__WRITTEN EXERCISE__. Please collect every line of the listing that contains the word "boat", treating uppercase and lowercase as different.

+-------+

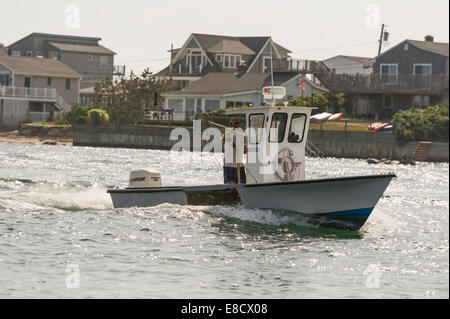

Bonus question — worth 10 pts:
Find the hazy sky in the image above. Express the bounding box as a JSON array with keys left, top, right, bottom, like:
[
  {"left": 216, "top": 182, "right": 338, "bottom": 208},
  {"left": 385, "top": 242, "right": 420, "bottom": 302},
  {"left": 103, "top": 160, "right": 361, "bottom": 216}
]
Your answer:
[{"left": 0, "top": 0, "right": 449, "bottom": 72}]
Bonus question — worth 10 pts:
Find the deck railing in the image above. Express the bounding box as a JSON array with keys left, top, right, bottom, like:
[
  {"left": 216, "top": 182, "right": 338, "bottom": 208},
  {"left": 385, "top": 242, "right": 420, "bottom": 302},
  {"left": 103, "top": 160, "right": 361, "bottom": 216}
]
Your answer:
[
  {"left": 0, "top": 86, "right": 71, "bottom": 111},
  {"left": 330, "top": 74, "right": 449, "bottom": 94}
]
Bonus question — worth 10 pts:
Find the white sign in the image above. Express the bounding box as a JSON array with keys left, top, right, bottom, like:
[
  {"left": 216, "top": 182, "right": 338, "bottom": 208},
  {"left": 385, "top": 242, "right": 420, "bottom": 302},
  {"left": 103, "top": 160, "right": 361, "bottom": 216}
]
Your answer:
[{"left": 263, "top": 86, "right": 286, "bottom": 100}]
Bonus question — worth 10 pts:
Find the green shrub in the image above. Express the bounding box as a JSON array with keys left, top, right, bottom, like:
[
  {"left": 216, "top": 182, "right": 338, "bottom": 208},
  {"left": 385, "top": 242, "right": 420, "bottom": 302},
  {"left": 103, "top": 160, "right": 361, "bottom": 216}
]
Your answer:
[
  {"left": 393, "top": 104, "right": 449, "bottom": 141},
  {"left": 88, "top": 109, "right": 109, "bottom": 126}
]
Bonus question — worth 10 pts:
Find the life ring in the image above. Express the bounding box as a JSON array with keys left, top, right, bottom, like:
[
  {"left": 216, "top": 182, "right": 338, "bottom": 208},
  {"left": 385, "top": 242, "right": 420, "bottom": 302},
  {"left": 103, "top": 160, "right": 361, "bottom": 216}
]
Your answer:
[{"left": 275, "top": 148, "right": 300, "bottom": 182}]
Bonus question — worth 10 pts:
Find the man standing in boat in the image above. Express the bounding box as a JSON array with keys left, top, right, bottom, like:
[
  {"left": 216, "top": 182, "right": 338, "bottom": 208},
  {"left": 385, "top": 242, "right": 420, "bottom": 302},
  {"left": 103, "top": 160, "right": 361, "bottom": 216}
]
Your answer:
[{"left": 222, "top": 119, "right": 247, "bottom": 184}]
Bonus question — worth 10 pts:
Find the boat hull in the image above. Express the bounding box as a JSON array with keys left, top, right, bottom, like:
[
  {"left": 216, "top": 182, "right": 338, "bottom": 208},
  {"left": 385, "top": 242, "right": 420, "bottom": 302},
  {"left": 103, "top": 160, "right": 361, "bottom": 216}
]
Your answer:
[{"left": 108, "top": 174, "right": 395, "bottom": 230}]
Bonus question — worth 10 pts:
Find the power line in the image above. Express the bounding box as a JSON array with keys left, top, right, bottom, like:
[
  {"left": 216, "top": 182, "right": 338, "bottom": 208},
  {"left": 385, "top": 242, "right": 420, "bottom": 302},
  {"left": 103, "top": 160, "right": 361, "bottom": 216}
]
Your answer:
[{"left": 117, "top": 57, "right": 170, "bottom": 63}]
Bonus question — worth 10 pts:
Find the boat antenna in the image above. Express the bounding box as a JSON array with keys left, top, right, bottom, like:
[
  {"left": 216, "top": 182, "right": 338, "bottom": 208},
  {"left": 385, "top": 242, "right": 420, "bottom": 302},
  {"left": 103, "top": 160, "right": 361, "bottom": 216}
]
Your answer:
[{"left": 269, "top": 37, "right": 275, "bottom": 106}]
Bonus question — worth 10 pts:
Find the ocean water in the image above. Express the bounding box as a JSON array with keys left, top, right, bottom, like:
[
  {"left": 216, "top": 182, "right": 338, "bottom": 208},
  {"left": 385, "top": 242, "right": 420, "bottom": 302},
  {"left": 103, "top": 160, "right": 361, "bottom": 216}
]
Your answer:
[{"left": 0, "top": 143, "right": 449, "bottom": 298}]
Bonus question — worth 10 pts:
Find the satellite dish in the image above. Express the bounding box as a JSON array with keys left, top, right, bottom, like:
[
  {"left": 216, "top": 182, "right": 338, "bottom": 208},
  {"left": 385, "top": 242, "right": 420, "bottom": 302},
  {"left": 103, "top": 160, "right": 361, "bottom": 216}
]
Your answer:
[{"left": 262, "top": 86, "right": 286, "bottom": 101}]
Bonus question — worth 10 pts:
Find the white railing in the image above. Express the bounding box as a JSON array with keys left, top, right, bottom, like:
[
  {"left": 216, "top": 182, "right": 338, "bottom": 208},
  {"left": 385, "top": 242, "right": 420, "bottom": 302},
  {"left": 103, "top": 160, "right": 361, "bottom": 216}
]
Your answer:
[
  {"left": 0, "top": 86, "right": 71, "bottom": 112},
  {"left": 28, "top": 112, "right": 51, "bottom": 123}
]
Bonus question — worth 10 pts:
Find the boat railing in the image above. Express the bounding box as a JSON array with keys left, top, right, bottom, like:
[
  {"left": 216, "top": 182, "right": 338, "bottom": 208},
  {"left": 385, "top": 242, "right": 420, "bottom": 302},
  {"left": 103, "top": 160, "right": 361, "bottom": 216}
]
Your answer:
[{"left": 305, "top": 140, "right": 324, "bottom": 157}]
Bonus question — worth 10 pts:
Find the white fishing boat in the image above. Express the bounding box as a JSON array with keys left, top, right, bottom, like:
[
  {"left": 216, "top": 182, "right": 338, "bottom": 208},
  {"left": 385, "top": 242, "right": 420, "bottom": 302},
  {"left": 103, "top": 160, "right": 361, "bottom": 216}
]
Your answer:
[{"left": 108, "top": 95, "right": 395, "bottom": 230}]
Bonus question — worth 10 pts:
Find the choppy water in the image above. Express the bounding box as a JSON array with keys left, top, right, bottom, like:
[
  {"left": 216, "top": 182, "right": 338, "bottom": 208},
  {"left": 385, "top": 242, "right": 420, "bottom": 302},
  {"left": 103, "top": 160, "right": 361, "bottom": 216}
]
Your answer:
[{"left": 0, "top": 143, "right": 449, "bottom": 298}]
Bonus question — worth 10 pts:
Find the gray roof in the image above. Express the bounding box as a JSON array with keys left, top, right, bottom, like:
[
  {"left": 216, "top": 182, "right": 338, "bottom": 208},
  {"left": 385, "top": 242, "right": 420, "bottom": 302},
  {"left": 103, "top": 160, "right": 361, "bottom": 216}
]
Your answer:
[
  {"left": 208, "top": 39, "right": 255, "bottom": 55},
  {"left": 168, "top": 72, "right": 270, "bottom": 95},
  {"left": 0, "top": 56, "right": 82, "bottom": 79},
  {"left": 49, "top": 42, "right": 116, "bottom": 55},
  {"left": 8, "top": 32, "right": 102, "bottom": 47},
  {"left": 407, "top": 40, "right": 448, "bottom": 56}
]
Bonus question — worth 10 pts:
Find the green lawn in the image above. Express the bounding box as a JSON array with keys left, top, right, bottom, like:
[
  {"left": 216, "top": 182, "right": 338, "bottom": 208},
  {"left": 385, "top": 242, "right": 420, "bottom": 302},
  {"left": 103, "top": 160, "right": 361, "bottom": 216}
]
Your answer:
[{"left": 309, "top": 121, "right": 373, "bottom": 132}]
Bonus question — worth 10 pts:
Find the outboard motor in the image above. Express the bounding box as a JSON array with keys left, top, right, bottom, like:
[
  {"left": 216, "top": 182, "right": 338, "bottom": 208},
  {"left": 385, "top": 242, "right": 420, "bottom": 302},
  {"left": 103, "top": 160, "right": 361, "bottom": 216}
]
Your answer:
[{"left": 128, "top": 170, "right": 162, "bottom": 188}]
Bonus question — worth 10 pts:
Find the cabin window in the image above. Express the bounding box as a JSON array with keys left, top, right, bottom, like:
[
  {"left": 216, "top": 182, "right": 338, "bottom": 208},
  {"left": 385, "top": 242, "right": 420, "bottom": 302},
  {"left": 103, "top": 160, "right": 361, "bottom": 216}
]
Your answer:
[
  {"left": 248, "top": 114, "right": 264, "bottom": 144},
  {"left": 269, "top": 113, "right": 287, "bottom": 143},
  {"left": 0, "top": 72, "right": 9, "bottom": 86},
  {"left": 380, "top": 64, "right": 398, "bottom": 83},
  {"left": 414, "top": 64, "right": 431, "bottom": 75},
  {"left": 288, "top": 113, "right": 306, "bottom": 143},
  {"left": 205, "top": 100, "right": 220, "bottom": 112}
]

+-------+

__SOLUTION TO THE EXERCISE__.
Find the man standing in boat in the image above. Express the bounding box as a JSON array with keys left, top, right, bottom, like:
Find the boat hull in the image above. Express the bounding box as a JSON array with keys left, top, right, bottom, like:
Find the boat antenna in the image above. Express the bounding box as a JSON array with keys left, top, right, bottom, like:
Find the boat railing in the image above. Express the bounding box as a JSON array with keys left, top, right, bottom, like:
Find the white fishing boat in the image above. Express the bounding box as a JSON array with keys left, top, right, bottom, like:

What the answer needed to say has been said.